▶ **Problem details**: Please pick out each line of the material below that contains the word "black", and copy those lines in full.

Rows of box annotation data
— start —

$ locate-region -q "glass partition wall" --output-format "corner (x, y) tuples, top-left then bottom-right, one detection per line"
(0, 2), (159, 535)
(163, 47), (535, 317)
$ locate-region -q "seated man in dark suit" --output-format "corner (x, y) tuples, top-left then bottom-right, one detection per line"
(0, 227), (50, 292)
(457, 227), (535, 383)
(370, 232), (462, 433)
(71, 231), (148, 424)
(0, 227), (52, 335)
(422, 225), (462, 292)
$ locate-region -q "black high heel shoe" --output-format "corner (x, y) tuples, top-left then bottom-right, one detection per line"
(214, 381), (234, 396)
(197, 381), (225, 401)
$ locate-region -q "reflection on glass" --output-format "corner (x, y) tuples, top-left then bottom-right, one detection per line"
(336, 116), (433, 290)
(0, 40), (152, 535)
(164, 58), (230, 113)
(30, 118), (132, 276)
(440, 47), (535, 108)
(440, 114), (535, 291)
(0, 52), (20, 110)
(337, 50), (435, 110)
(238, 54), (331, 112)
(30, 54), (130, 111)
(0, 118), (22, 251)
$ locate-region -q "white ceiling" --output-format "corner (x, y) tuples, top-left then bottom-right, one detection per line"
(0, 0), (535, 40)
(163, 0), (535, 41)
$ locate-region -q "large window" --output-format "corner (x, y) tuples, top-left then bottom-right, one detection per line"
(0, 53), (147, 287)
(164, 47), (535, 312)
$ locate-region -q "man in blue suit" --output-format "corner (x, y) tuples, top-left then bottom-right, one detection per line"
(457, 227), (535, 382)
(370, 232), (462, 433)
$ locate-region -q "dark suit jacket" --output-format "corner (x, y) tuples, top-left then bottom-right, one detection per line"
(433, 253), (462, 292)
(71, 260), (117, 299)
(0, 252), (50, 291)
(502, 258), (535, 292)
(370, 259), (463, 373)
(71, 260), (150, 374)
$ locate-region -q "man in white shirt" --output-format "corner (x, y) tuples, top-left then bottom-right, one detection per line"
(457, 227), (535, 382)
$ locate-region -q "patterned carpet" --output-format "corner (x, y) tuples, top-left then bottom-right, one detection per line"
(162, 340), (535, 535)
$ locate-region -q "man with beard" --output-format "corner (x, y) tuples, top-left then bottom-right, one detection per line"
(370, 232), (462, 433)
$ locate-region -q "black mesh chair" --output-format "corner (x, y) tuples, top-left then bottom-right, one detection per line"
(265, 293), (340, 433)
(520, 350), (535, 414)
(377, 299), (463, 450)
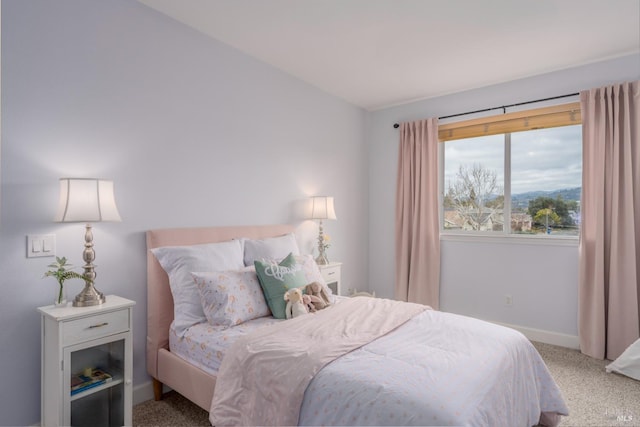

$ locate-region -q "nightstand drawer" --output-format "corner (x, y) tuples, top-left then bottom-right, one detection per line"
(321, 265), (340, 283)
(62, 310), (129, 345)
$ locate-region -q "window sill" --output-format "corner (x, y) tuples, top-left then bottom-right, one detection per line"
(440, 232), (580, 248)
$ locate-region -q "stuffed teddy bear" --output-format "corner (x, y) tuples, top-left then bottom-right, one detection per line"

— end —
— start —

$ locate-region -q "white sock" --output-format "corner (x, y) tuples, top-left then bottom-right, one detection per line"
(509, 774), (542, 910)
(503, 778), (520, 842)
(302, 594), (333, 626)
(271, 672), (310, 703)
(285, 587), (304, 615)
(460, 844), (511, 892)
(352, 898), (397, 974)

— end —

▶ **Task result**:
$ locate-region -q "black high heel shoe" --output-format "corner (x, y) tuples, top-left then bottom-right, one detection per line"
$ locate-region -q "black mesh chair" --output-format "corner (x, y) tuples, top-left then bottom-right, one detection per line"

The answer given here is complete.